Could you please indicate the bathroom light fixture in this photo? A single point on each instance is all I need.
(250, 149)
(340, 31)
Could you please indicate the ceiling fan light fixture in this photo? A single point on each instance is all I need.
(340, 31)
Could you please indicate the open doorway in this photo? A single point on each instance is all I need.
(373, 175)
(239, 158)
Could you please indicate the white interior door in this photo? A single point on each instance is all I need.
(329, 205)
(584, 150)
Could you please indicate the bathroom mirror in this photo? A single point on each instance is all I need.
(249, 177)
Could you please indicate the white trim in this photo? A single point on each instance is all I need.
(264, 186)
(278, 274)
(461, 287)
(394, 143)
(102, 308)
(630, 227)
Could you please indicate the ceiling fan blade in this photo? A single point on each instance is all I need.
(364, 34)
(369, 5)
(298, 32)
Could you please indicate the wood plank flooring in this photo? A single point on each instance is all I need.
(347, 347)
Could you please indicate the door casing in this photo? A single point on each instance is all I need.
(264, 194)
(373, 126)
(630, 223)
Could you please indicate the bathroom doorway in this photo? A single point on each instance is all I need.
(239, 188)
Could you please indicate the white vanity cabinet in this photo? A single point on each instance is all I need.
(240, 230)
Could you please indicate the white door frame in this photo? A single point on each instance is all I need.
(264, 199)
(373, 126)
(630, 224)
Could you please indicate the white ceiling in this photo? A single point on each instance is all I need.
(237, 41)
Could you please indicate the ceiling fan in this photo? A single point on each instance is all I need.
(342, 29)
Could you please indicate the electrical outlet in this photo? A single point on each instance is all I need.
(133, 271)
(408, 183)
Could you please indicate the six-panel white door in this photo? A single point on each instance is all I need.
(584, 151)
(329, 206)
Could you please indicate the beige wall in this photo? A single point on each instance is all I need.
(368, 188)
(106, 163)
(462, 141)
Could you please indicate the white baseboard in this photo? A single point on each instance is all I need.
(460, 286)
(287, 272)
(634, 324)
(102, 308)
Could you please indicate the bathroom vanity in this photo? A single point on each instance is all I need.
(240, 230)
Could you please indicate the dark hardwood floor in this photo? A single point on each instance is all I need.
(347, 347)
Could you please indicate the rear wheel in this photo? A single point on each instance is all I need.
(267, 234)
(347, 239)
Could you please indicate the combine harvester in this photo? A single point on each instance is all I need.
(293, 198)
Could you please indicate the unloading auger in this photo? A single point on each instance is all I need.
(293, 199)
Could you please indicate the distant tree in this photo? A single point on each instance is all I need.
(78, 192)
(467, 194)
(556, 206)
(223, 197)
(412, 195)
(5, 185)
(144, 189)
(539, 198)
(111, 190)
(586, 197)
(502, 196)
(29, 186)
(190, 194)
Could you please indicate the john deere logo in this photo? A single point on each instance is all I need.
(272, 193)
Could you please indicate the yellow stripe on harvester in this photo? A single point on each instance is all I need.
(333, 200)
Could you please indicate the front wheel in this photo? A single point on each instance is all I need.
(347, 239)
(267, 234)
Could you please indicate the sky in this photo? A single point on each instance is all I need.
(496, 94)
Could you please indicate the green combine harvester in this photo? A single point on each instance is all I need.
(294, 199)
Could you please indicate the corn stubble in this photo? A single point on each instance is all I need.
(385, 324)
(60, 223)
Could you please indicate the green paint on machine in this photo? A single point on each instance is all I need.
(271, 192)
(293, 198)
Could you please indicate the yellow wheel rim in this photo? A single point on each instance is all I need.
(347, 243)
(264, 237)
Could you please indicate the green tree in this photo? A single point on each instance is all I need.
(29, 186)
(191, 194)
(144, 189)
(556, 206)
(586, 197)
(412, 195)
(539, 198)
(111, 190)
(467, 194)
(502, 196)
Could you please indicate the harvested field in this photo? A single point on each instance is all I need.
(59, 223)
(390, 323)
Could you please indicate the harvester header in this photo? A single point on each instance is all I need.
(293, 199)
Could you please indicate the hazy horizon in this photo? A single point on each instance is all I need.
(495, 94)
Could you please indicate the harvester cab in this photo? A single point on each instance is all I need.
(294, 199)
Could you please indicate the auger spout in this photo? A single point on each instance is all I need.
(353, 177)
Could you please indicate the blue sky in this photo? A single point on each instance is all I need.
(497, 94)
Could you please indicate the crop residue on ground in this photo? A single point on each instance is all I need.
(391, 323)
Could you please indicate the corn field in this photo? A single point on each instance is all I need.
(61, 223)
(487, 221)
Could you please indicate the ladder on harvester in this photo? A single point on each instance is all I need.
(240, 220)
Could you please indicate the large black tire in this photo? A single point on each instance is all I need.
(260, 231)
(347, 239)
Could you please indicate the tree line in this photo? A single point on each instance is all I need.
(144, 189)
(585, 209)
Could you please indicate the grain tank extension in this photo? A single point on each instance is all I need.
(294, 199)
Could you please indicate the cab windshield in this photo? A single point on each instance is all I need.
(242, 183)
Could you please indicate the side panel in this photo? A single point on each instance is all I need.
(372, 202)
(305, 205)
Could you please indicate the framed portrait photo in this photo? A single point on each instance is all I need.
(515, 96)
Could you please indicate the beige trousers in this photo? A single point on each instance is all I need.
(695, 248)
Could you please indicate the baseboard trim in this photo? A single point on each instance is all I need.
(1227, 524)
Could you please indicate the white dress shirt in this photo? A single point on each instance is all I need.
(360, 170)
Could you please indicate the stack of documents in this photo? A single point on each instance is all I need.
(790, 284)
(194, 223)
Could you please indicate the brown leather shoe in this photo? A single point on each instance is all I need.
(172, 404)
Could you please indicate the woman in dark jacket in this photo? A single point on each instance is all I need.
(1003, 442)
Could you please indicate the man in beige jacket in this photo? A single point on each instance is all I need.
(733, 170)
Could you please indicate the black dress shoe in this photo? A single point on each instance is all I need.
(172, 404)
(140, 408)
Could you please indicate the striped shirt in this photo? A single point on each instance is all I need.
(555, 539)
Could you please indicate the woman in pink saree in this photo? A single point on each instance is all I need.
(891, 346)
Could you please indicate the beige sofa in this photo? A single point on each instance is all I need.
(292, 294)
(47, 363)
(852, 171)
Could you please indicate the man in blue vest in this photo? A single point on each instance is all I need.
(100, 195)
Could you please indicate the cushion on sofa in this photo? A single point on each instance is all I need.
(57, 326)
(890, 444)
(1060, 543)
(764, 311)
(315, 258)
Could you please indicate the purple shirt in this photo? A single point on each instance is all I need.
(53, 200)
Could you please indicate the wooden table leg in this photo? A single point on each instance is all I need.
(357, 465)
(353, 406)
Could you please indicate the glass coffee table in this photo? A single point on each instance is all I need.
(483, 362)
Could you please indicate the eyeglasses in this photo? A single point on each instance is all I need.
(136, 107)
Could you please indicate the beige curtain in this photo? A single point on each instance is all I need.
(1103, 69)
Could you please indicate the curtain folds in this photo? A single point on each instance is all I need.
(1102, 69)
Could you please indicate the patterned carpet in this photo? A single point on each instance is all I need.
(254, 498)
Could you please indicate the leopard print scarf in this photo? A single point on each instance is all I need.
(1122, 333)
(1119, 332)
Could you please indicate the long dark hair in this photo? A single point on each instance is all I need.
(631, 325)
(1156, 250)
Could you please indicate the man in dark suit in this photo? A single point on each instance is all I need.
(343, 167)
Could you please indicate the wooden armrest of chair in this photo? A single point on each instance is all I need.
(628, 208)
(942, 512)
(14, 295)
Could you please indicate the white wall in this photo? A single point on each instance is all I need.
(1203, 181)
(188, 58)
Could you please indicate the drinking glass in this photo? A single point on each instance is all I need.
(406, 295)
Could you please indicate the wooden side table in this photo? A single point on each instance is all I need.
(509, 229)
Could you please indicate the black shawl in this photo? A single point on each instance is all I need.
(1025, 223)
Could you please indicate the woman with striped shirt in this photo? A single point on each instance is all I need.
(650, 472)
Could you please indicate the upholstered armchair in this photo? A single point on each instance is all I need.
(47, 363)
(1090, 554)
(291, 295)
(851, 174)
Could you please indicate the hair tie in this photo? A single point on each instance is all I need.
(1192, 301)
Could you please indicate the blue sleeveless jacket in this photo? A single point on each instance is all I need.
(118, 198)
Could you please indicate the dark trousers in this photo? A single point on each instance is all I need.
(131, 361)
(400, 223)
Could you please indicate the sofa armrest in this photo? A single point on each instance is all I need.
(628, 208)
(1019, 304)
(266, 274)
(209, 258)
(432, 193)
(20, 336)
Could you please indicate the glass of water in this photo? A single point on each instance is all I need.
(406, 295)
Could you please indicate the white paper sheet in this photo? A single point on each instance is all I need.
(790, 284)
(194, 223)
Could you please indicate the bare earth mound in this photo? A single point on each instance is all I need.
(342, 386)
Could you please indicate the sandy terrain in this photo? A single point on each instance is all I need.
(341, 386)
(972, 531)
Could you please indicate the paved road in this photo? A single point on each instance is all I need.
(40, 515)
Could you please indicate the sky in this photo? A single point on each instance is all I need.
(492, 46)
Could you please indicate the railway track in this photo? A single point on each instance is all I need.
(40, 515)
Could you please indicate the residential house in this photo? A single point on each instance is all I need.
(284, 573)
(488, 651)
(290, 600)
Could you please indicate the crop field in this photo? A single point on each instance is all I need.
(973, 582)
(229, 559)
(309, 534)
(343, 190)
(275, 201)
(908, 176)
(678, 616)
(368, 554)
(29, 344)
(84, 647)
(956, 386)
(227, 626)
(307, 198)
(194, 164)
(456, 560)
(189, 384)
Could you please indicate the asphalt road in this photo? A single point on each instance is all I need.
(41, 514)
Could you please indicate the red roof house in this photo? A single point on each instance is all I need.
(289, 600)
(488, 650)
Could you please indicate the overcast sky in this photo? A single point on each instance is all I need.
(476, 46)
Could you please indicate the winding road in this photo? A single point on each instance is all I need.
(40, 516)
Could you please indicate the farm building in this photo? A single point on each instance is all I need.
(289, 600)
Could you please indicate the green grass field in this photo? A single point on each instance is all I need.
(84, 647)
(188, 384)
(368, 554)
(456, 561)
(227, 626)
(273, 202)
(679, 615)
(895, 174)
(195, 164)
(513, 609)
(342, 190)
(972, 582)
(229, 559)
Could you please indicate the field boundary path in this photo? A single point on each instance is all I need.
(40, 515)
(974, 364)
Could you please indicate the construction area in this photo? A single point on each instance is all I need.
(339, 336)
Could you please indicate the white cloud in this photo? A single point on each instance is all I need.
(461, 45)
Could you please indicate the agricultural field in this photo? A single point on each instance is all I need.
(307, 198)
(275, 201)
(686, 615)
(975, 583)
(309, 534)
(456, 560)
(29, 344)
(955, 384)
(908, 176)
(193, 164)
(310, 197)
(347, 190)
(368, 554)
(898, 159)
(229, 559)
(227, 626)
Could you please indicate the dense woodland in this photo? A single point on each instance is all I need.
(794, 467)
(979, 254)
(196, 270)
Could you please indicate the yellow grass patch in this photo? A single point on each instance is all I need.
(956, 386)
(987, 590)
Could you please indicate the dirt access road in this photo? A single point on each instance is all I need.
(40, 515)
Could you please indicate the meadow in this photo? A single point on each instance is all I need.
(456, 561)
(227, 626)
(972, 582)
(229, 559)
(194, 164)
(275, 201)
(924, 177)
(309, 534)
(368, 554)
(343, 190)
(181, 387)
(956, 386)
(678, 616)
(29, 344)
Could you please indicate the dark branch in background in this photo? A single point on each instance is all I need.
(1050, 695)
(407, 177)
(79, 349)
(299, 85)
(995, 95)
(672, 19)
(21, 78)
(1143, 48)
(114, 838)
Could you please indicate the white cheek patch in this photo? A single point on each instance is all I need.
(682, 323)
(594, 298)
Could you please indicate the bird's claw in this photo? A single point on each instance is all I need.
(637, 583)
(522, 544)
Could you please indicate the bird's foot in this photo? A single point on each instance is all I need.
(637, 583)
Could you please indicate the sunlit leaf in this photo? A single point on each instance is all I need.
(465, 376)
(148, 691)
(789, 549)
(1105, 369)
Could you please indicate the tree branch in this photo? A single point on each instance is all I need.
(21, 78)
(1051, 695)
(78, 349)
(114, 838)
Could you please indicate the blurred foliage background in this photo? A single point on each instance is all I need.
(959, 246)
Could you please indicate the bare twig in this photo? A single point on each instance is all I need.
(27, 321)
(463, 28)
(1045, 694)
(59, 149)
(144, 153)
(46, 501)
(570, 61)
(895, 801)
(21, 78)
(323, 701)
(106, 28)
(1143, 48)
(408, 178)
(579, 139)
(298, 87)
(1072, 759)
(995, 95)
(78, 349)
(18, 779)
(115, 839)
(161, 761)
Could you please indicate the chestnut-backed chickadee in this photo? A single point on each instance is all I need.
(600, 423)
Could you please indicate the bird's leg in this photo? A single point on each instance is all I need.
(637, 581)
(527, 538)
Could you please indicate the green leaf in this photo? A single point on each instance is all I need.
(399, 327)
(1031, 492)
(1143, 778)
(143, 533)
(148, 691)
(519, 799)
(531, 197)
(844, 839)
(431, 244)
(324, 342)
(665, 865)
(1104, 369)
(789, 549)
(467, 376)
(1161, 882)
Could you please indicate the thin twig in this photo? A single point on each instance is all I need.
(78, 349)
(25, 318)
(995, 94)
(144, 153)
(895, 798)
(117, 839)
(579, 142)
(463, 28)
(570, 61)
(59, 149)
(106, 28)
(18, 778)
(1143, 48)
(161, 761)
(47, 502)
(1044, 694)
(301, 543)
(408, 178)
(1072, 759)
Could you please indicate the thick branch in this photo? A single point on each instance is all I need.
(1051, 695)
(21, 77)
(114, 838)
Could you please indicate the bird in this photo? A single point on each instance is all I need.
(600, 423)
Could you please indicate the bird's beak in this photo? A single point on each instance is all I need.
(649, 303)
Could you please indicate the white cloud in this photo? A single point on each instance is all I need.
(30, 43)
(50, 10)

******************************

Can you give, as a numbered list, the lines of the items above that run from the one containing "Could you please indicate the white dress" through the one containing "(1003, 442)", including both and skipping any blank lines?

1. Could you please indicate the white dress shirt in this photo? A single point on each instance is all I need.
2. (360, 170)
3. Could you please indicate the stack of documents in this photo? A single point on each instance is all I need.
4. (790, 284)
5. (194, 223)
6. Could you please indicate the brown leather shoe in this photo? A single point on each instance is all I need.
7. (172, 404)
8. Could you please indicate the woman in dark jacket in this photo? A single point on each instance is all I need.
9. (1003, 442)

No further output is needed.